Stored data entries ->
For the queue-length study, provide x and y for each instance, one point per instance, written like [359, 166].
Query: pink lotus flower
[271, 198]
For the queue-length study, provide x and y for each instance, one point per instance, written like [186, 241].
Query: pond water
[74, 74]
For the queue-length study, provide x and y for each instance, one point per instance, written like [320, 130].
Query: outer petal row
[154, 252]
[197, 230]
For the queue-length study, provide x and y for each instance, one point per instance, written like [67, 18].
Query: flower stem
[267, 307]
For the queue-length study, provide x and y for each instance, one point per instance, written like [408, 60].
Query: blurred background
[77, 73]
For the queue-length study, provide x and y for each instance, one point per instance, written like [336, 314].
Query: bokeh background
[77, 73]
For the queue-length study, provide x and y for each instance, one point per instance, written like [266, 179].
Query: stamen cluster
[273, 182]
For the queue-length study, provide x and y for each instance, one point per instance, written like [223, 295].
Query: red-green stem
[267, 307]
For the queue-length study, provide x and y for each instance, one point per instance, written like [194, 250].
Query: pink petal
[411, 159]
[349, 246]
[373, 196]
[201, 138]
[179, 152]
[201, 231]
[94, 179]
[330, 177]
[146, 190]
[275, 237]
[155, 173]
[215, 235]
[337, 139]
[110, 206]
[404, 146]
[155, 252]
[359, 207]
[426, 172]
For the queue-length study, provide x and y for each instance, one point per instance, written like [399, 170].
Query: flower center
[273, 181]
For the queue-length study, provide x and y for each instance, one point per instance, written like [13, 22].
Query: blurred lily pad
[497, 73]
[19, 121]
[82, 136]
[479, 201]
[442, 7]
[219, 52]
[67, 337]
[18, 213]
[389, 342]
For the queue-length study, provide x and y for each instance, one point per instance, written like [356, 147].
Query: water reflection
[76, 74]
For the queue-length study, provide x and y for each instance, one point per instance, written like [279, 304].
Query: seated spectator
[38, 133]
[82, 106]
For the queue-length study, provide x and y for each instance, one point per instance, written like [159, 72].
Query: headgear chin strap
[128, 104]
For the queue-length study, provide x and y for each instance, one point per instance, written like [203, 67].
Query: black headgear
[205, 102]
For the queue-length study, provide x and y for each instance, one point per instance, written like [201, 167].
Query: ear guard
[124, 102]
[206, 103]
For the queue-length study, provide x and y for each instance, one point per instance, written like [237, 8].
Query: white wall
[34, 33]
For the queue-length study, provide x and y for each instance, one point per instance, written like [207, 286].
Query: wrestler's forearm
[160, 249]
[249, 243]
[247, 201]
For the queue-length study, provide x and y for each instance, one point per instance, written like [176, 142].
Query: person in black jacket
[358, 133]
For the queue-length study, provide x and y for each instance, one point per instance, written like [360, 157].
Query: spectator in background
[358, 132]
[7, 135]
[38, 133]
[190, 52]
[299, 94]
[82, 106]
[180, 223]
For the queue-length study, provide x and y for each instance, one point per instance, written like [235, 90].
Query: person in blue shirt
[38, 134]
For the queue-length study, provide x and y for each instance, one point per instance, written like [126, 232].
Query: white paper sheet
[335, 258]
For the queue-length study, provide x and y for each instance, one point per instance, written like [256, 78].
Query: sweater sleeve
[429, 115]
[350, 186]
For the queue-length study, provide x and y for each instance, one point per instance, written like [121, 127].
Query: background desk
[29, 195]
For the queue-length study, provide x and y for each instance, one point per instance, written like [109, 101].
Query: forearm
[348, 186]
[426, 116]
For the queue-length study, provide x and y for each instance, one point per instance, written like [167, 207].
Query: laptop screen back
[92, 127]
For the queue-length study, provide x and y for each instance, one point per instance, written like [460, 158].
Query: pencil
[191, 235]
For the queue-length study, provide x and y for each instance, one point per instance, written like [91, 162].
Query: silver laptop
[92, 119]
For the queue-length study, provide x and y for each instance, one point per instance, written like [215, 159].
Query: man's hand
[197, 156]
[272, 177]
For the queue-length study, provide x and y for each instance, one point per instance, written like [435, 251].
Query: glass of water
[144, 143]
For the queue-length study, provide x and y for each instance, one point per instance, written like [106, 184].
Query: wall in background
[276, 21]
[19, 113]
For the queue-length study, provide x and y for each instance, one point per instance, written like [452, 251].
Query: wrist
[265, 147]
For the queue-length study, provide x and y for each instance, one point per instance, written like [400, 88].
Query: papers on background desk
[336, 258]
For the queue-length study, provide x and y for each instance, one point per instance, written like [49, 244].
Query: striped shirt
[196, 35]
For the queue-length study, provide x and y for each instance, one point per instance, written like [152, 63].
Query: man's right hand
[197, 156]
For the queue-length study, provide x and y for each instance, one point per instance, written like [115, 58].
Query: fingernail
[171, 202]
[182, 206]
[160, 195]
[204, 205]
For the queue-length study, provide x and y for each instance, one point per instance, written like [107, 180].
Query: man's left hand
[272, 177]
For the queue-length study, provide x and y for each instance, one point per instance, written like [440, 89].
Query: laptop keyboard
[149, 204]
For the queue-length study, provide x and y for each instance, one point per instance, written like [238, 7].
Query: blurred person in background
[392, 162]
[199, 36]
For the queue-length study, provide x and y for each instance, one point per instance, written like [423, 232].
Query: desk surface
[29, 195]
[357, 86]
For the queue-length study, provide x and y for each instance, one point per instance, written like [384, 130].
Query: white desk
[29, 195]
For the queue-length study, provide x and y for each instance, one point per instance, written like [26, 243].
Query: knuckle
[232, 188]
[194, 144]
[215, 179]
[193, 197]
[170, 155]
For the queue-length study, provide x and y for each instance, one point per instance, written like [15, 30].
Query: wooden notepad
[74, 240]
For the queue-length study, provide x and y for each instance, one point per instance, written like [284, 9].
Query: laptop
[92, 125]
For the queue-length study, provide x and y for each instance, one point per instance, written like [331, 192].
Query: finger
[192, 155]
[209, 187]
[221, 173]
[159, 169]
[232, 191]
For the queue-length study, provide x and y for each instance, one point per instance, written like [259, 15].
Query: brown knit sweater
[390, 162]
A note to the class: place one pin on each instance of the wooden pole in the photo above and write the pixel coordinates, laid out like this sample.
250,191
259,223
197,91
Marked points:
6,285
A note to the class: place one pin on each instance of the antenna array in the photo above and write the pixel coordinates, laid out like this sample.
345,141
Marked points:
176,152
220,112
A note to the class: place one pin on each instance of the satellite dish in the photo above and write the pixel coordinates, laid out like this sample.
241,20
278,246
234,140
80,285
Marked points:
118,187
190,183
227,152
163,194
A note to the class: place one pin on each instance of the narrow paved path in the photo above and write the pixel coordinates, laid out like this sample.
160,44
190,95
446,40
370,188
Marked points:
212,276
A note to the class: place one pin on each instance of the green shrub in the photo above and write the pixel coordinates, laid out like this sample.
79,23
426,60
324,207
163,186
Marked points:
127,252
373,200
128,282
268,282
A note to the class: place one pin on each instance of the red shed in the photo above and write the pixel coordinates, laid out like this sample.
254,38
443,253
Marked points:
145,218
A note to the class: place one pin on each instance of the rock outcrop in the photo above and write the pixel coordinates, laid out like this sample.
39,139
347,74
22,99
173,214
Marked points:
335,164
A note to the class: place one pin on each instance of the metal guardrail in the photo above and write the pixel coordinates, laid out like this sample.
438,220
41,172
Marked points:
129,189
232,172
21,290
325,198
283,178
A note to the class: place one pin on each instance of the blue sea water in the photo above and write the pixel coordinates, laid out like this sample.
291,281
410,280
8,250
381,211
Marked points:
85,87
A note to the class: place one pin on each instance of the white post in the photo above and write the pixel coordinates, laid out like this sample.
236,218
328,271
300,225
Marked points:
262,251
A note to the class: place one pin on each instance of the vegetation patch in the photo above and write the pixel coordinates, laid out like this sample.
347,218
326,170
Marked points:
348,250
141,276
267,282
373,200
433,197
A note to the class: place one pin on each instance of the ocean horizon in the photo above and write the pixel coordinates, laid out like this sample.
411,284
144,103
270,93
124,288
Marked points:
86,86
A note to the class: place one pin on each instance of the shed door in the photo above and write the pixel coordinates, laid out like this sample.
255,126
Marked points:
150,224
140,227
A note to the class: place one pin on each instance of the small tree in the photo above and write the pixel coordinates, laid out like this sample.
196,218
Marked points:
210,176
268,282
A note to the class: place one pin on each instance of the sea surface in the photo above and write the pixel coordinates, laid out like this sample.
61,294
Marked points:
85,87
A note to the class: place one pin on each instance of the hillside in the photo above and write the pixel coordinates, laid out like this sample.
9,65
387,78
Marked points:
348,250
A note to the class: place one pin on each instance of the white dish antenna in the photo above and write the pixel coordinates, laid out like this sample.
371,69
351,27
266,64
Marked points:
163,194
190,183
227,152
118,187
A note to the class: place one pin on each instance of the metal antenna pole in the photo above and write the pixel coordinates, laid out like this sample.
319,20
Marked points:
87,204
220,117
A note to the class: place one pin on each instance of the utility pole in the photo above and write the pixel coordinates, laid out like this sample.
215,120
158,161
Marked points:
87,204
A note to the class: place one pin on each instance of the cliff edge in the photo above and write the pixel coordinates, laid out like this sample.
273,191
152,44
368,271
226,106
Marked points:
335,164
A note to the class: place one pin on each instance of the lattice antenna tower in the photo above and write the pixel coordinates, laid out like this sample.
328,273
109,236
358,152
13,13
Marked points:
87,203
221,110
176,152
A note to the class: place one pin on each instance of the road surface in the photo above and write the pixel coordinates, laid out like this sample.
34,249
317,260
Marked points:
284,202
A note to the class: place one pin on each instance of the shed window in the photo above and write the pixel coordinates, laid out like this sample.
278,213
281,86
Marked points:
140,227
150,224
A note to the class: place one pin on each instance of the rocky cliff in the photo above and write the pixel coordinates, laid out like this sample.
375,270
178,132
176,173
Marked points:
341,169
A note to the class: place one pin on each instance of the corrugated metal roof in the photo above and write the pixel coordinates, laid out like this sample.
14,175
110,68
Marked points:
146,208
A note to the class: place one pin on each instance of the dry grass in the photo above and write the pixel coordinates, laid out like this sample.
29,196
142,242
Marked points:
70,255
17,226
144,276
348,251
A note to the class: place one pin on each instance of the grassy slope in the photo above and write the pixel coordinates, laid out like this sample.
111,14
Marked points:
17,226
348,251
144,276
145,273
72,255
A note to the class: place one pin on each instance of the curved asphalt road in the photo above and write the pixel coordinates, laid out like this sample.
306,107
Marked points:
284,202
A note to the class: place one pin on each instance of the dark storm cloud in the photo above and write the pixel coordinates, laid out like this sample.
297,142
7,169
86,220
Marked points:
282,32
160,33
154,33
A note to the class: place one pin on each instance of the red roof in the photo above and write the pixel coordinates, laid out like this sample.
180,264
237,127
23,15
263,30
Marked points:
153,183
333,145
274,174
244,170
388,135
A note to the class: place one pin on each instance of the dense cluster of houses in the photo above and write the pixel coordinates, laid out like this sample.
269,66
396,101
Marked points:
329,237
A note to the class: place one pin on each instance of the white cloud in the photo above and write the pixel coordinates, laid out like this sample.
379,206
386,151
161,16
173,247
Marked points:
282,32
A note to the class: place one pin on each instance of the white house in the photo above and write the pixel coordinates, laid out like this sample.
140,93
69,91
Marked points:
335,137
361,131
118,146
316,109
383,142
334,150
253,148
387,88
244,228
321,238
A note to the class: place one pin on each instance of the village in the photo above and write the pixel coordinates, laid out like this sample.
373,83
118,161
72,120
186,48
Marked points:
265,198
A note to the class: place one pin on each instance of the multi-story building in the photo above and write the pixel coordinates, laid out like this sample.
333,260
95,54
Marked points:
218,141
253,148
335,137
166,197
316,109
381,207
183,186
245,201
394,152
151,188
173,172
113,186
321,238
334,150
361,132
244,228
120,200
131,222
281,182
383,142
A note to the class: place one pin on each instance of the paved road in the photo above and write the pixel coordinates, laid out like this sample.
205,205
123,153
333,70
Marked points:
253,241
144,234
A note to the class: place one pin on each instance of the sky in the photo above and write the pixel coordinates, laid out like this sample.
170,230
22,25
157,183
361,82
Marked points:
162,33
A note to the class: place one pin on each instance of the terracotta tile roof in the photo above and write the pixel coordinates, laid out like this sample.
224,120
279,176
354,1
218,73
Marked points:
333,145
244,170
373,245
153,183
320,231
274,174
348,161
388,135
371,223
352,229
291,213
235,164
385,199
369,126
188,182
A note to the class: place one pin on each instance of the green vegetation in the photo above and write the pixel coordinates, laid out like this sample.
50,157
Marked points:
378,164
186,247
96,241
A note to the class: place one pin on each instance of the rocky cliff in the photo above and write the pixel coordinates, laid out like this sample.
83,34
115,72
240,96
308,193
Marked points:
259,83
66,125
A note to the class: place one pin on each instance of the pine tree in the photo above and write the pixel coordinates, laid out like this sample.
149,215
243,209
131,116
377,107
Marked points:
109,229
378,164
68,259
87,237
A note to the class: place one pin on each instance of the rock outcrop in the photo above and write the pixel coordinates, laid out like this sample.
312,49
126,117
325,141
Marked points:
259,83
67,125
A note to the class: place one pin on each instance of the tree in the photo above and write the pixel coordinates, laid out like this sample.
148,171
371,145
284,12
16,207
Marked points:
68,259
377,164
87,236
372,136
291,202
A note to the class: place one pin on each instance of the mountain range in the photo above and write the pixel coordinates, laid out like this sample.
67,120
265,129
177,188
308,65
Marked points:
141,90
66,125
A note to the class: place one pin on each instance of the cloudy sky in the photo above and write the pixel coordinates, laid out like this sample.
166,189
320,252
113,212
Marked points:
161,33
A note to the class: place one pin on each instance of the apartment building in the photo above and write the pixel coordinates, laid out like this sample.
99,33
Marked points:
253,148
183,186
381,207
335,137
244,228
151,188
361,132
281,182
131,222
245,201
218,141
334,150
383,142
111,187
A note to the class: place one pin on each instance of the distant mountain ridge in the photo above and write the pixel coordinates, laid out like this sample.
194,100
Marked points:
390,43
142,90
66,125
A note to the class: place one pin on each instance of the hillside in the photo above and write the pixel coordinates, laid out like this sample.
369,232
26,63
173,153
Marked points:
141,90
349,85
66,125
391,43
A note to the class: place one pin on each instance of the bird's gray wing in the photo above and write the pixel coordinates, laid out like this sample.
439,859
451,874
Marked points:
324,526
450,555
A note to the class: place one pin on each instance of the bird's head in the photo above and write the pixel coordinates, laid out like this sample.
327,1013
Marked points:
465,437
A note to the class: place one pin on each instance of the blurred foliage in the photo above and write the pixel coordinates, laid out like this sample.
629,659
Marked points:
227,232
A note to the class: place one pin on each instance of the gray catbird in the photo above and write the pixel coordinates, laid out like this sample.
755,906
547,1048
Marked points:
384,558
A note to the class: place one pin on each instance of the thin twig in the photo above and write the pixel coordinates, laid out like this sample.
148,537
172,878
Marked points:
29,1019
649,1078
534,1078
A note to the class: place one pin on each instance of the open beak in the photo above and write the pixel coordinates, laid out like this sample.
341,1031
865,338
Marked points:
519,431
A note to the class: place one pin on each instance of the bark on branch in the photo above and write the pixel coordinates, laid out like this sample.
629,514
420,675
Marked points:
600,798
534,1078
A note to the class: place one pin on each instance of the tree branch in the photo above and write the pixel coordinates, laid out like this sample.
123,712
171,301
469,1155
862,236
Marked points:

ABOUT THIS TASK -> Scan the records above for the string "antenna", then copy each line where it turns up.

SOLVED PROBLEM ->
A note to the class: place one pin on each instance of the antenna array in the photo above and write the pixel coordinates, laid out like this sample.
A note to the class: place one pin on each instance of the white dish antenna in the photo above and write the pixel coordinates, laid out like this sample.
A note to the class: place one pin on each instance of the metal antenna pole in the photo above and write the pixel coordinates, laid out like this sample.
A note to the class: place one pin on each instance of the lattice antenna tower in the photo above and write the pixel coordinates, laid out like this sample.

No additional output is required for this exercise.